在确定文本信息的特征信息后,可以根据特征信息得到对文本信息的识别结果,如图7所示,即识别出文本信息所属的模板化文本的类型。
现有技术中,除了相应对接收到的文本信息进行词性分析,导致对文本信息识别的准确性并不高之外,在训练阶段需要对训练样本进行切词及词性分析等特征提取,然后,需要人工给每一条训练样本标注其主题,之后再给模型(例如,深度神经元网络)进行训练。由于需要人工为训练样本标注主题,因此,人工收集大量待标注主题的文本信息十分困难,而且由于变种词语出现频率较快,需要一直持续的收集,耗费大量的人力。另外,由于黑色产业的对抗,文本信息中含有大量干扰信息,文本信息也多呈现短文本形式,这为切词与词性分析带来巨大的困难,也会降低词性分析的准确度。
本申请实施例中训练模型是无监督的机器学习的训练模型,在训练阶段采取一种Boosting SVD算法对训练样本进行切词、聚类等处理,这样每种模板化文本的训练样本将被分别聚到一起,生成训练模型。后续在接收到待识别的文本信息时,用Boosting SVD算法对待识别的文本信息进行处理,可以根据待识别的文本信息的特征信息自动识别出文本信息所属的模版化文本的类型。一方面,无需对进行词性分析,聚类效果不受切词的结果、文本长度、以及干扰信息等影响,该方案在长文本信息和短文本信息上同样适用,通用性及稳定性强,识别准确性高;另一方面,无需人工标注,大大减轻了人力成本;从而解决了现有技术中需要耗费大量的人力及识别准确度低等问题。
为便于更好的实施本申请实施例提供的文本信息处理方法,本申请实施例还提供一种基于上述文本信息处理方法的装置。其中名词的含义与上述文 本信息处理的方法中相同,具体实现细节可以参考方法实施例中的说明。

> [数据行]:
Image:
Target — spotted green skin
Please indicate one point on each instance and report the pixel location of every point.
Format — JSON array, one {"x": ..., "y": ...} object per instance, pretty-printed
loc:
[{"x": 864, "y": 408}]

> [练习题目]:
1: 请用两句话概括上面关于文本信息识别的节选。
2: 请从上面关于文本信息识别的节选的最后一句之后接着续写。

> [参考答案]:
1: 现有技术在识别文本信息时要做词性分析，准确性不高，而且训练阶段需要人工为每条训练样本标注主题，耗费大量人力。本申请实施例采用无监督的训练模型，用Boosting SVD算法对训练样本进行切词、聚类等处理，能根据特征信息自动识别文本信息所属的模板化文本类型，无需词性分析和人工标注，识别准确性高，人力成本也大大减轻。

2:
请参阅图8,图8为本申请实施例提供的计算机设备的结构示意图,其中所述计算机设备可以包括接收单元301、第一切词单元302、参数获取单元303、确定单元304及识别单元305等。
接收单元301,用于接收待识别的文本信息。
本实施例中,文本信息处理方法可以应用在电子邮件、即时通讯(例如,微信、QQ等)、博客、朋友圈、信息推送及直播弹幕等,需要对终端发送的文本信息进行识别的场景。
接收单元301接收待识别的文本信息,该文本信息可以是平板电脑、手机、电脑等终端,通过电子邮件发送的信息、通过即时通讯发送的信息、通过博客发表的信息、通过弹框显示的推送信息、通过朋友圈发表的信息的及通过直播弹幕显示的信息等。该文本信息可以包括中文、英文、标点符号或表情等信息,具体内容在此处不作限定。
第一切词单元302,用于按照预设的切词规则对接收单元301接收到的文本信息进行切词处理,生成至少一个词语。
第一切词单元302按照预设的切词规则,对接收单元301接收到的待识别文本信息进行切词处理,该预设的切词规则可以是按照每间隔预设字数进行切词,例如,每间隔2个字切为一个词语,或者是每间隔1个字切为一个词语。该预设的切词规则也可以是按照文本信息的总字数进行均匀切词,例如,当某条文本信息的总字数为15个时,可以均分每隔5个字切为一个词语。该预设的切词规则还可以是随机切词,例如,当某条文本信息的总字数为15个时,从中仅提取出3组2个字组成的词语。或者是,将总字数为15个的文本信息,切割为一个2个字组成的词语,一个1个字组成的词语,一个9个字组成的词语,以及一个3个字组成的词语。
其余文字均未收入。